[Text-to-region grounding data]
--- START ---

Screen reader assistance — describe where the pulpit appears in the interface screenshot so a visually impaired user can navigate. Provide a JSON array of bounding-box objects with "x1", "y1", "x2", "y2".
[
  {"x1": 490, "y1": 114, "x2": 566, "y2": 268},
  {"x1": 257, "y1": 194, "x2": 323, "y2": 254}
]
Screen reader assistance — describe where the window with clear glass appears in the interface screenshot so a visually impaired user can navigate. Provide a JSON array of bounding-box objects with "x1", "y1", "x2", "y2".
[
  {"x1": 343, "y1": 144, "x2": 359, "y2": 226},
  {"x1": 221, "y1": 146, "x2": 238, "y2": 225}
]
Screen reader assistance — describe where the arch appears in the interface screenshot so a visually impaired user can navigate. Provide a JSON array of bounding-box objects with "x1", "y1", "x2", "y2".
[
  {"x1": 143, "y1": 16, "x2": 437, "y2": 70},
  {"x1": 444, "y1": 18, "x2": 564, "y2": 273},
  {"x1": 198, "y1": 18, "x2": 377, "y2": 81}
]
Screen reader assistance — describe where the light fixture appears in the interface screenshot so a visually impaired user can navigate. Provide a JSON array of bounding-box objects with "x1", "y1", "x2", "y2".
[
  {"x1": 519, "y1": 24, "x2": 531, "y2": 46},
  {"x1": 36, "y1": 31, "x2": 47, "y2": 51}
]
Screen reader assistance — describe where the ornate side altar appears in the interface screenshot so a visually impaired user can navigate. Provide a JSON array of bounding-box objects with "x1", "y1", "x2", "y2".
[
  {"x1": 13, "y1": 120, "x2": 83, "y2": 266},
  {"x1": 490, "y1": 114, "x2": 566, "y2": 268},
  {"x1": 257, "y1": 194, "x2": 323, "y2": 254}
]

--- END ---

### Exercise details
Once you have read the data, reproduce all of it exactly.

### Written answer
Screen reader assistance — describe where the pulpit appears in the interface screenshot so a visually impaired user can navigate. Provide a JSON array of bounding-box objects with "x1", "y1", "x2", "y2".
[
  {"x1": 490, "y1": 114, "x2": 566, "y2": 268},
  {"x1": 257, "y1": 194, "x2": 323, "y2": 254}
]
Screen reader assistance — describe where the window with clear glass appears in the interface screenshot so a visually impaired user can navigate. Provide a JSON array of bounding-box objects with "x1", "y1", "x2", "y2".
[
  {"x1": 343, "y1": 144, "x2": 359, "y2": 226},
  {"x1": 221, "y1": 146, "x2": 238, "y2": 225}
]
Screen reader assistance — describe where the arch appears in the interface screenshot so a visually impaired user can navigate. Provide a JSON array of bounding-box objects with "x1", "y1", "x2", "y2".
[
  {"x1": 143, "y1": 16, "x2": 437, "y2": 70},
  {"x1": 444, "y1": 18, "x2": 564, "y2": 273},
  {"x1": 198, "y1": 18, "x2": 377, "y2": 81}
]
Screen reader assistance — describe where the light fixture appears in the interface screenshot so a visually impaired user can navigate. Provide a JSON array of bounding-box objects with "x1", "y1", "x2", "y2".
[
  {"x1": 519, "y1": 24, "x2": 531, "y2": 46},
  {"x1": 36, "y1": 31, "x2": 47, "y2": 51}
]
Screen reader assistance — describe where the ornate side altar appears in the interface screenshot so a visually impaired user can navigate. Provide a JSON array of bounding-box objects with "x1", "y1", "x2", "y2".
[
  {"x1": 13, "y1": 120, "x2": 83, "y2": 266},
  {"x1": 490, "y1": 114, "x2": 566, "y2": 268},
  {"x1": 257, "y1": 194, "x2": 323, "y2": 254}
]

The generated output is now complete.